Exercise objective:
The result should be an exact copy of the entries that follow, with no pictures included.

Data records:
__________________________________________________
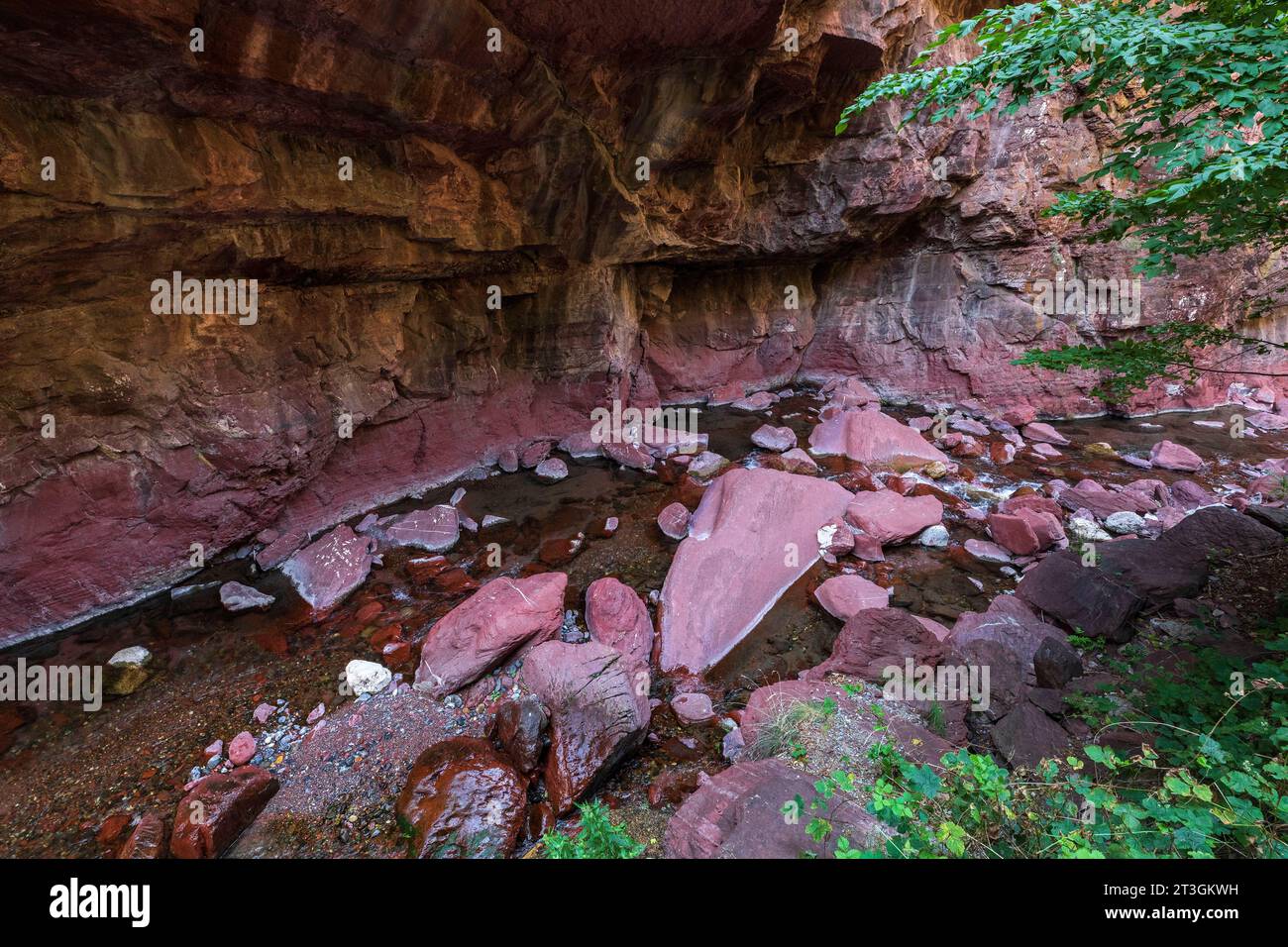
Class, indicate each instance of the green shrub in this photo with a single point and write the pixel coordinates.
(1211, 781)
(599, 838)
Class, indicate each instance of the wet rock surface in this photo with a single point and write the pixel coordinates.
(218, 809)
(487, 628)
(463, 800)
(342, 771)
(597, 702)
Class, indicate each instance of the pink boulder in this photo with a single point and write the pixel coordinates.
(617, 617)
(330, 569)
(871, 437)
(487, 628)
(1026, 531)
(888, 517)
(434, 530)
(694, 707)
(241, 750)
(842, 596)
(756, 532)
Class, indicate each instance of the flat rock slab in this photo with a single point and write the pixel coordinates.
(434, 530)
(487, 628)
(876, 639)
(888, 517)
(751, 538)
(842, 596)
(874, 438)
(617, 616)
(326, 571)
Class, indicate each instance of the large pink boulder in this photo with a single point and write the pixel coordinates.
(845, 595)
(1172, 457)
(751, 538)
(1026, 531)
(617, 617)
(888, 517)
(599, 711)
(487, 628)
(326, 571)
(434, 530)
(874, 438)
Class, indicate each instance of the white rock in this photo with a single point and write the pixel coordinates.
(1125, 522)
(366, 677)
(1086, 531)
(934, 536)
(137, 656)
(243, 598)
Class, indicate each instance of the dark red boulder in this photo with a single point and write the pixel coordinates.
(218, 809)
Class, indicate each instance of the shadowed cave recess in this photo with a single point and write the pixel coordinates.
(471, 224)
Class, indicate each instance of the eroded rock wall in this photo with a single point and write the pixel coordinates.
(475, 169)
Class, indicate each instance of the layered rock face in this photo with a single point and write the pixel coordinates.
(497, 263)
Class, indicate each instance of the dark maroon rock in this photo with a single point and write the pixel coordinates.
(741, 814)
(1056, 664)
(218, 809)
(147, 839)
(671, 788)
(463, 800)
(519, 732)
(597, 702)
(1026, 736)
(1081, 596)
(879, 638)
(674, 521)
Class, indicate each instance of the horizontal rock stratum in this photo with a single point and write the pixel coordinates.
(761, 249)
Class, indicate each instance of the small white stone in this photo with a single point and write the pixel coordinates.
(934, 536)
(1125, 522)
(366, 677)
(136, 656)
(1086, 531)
__________________________________________________
Exercise answer:
Class, indicate each instance of the green shrub in this photo with a single point and write the pixel coordinates.
(1211, 781)
(599, 838)
Class, indicate each instance of the wet rock surface in this photo with a single point and write the pixel coordinates.
(218, 809)
(487, 628)
(463, 800)
(342, 771)
(597, 702)
Class, indicate each instance of the pink boulder in this photo with a single point and write the pixel coordinates.
(617, 617)
(330, 569)
(871, 437)
(487, 628)
(1026, 531)
(888, 517)
(434, 530)
(694, 707)
(241, 750)
(842, 596)
(756, 532)
Class, indicate each instance of the flat rock slab in this photo with a single point and write the pixel coordinates.
(434, 530)
(487, 628)
(876, 639)
(888, 517)
(751, 538)
(842, 596)
(874, 438)
(617, 616)
(326, 571)
Class, indicate each instance of the large pink boulder in this photo with a single point and write the pixel coordinates.
(845, 595)
(1172, 457)
(751, 538)
(1026, 531)
(617, 617)
(888, 517)
(599, 711)
(487, 628)
(326, 571)
(434, 530)
(874, 438)
Class, indicate each instance of the white rock in this photo with a single point and write the pixel coordinates.
(1125, 522)
(366, 677)
(1086, 531)
(934, 536)
(137, 656)
(243, 598)
Class, indicate each instance of the dark red boulder in this photo with a single point and write the pixel coordinates.
(218, 809)
Class, indicate each instance of the shadowed cave recess in this photo with a single point and write the pixel coordinates.
(471, 224)
Class, indicate each instance of the eroded rock wall in this photo with a single point and write the pixel coordinates.
(475, 169)
Class, indicate each instance of the layered rock face in this photo with a single point and write the pixel coordinates.
(497, 263)
Class, indicate each instance of the dark maroon rock in this photo with a single point and write the pixel coordinates.
(741, 814)
(1056, 664)
(218, 809)
(147, 839)
(671, 788)
(463, 800)
(519, 732)
(597, 702)
(1026, 736)
(1081, 596)
(879, 638)
(674, 521)
Class, indicate each instance of the horizontal rock stratum in this photo with a single point and write the pixel coordinates.
(761, 249)
Class, indicate each instance of the small white stone in this photo with a single point and write the pixel coordinates.
(934, 536)
(1125, 522)
(366, 677)
(136, 656)
(1086, 531)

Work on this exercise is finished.